>> BEGIN EXTRACTED ENTRIES
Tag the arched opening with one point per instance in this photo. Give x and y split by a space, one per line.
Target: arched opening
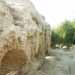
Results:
13 60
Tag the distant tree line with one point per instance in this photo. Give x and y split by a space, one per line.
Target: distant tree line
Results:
64 35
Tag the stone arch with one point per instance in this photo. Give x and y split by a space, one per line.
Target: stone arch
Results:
13 60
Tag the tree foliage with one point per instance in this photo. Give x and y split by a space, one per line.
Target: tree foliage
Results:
65 34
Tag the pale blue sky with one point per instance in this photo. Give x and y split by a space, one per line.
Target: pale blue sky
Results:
56 11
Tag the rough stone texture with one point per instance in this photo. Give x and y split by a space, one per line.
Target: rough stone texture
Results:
24 37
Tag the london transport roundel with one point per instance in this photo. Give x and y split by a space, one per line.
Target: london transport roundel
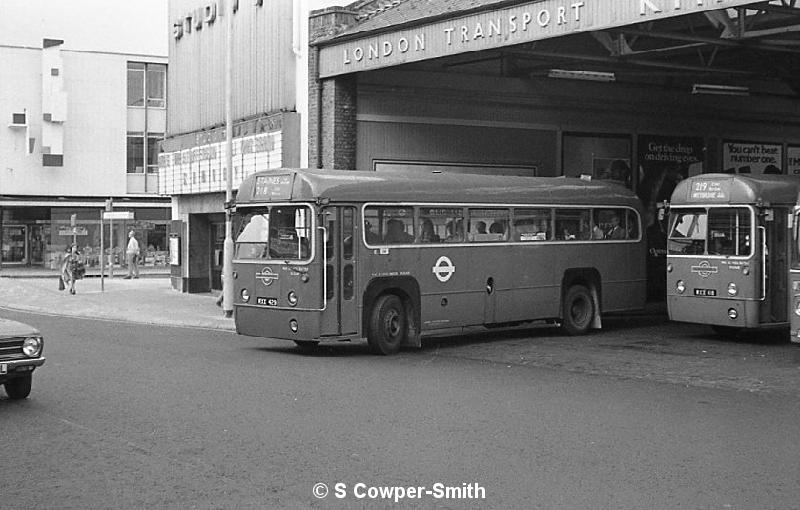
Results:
443 269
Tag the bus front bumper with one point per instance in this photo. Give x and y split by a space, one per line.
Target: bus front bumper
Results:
298 325
713 311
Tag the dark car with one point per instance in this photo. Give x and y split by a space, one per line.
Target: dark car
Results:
20 353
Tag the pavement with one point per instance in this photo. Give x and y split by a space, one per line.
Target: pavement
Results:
149 299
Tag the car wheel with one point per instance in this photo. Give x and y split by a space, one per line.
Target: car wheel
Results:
20 387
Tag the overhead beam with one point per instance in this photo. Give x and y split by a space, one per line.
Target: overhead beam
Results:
778 9
729 43
628 61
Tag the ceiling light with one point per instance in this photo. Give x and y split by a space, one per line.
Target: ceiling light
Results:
581 75
722 90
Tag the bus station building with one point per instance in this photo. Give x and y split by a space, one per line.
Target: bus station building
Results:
642 92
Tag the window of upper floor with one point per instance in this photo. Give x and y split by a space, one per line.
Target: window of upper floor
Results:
148 82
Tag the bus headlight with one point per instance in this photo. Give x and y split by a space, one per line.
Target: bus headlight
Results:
32 346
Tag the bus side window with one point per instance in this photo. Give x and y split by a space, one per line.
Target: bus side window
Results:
398 224
572 224
631 224
488 225
532 225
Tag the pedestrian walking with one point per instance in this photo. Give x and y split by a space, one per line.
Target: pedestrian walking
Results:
132 256
72 268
>> END EXTRACTED ENTRIES
WORK REQUIRED
Copy out only the lines beginning at the line with "Tag the tree" and ending at the last line of the entries. Keep them exact; drop pictures.

OUTPUT BELOW
Tag the tree foliage with one point per instance in this photo. Give x and y split by a space, one per line.
Target: tree foliage
Results:
65 34
Tag the pale blue sky with one point per instance in this photo. Give x and y split by a space, one per line.
Target: pale blue sky
Results:
56 11
Tag the rough stone texture with one point per instance in this photo. Give x and y split by a space, one per line.
Target: rough stone texture
Results:
24 37
Tag the london transport roundel with one point per instance in this photo. Give x and y split by a space, one per line.
Target: london transport roundel
Results:
443 269
Tag the bus front bumper with one point per instance in this photo. Give x and y split by a space, one per line.
Target: bus front bumper
Results:
298 325
713 311
Tag the dark car with one point per instance in this photo. Give x and y split by a space, one per line.
Target: dark car
Results:
20 353
Tag the pavement with one point per instance in this photo. Give x and y split by a space, one per line.
Target: pavement
Results:
149 299
Tag the car wheel with one point per instance in this photo. Give x and y split by a space, one per line.
Target: car wheel
Results:
20 387
Tag the overhead beam with one point per instance in this photo. Give x and y split by a space, one per line.
Target: overhead beam
Results:
778 9
729 43
628 61
Tag the ceiling light with one point per instance in this photo. Give x and y split by a space, one per line.
Target: ceiling light
Results:
581 75
722 90
Tag the bus station building with one point per instance in this photo. Give x and y split by a space, one per line.
Target: bus station building
Results:
642 92
Tag the window of upper floor with one point per instance in this photo. Give x and y split by a space, one per line.
Target: window of upper floor
Results:
148 82
Tag the bus headlight with one point per instance in this photo. Give x and y split by a space, one per line.
Target: bus headlight
Results:
32 346
Tag the bus side window with one point per instance in this photo. Give x and y split by a space, one per line.
Target: bus side window
Results:
398 224
572 224
631 224
488 225
532 225
Tag the pedestrian walking with one point per instance in this photo. Give x and y split by a space, one per line.
Target: pedestrian walking
Results:
132 256
72 268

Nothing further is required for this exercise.